Check every line of the listing below for the word "instance" and give the number of lines where it appears, with nothing added.
>>>>
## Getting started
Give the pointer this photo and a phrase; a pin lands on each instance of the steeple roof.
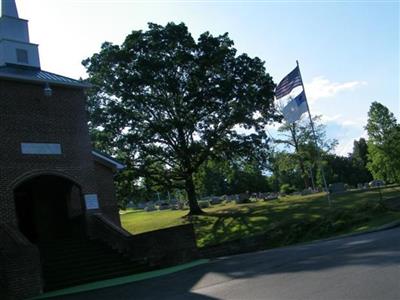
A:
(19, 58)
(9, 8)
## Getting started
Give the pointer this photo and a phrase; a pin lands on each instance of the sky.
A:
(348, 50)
<<<<
>>>>
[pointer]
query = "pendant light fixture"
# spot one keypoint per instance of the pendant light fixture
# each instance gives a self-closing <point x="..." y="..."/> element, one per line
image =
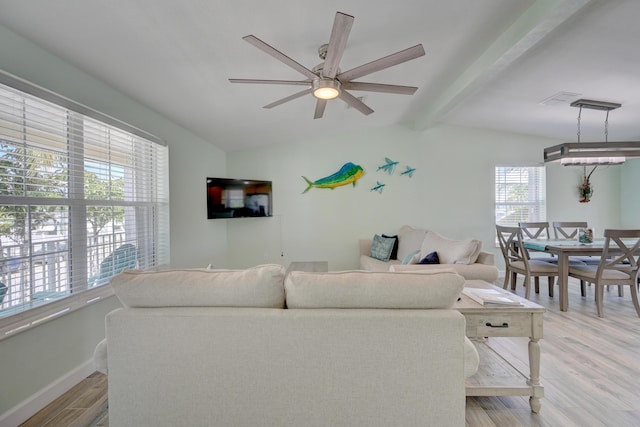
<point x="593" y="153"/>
<<<<
*Answer for the task*. 4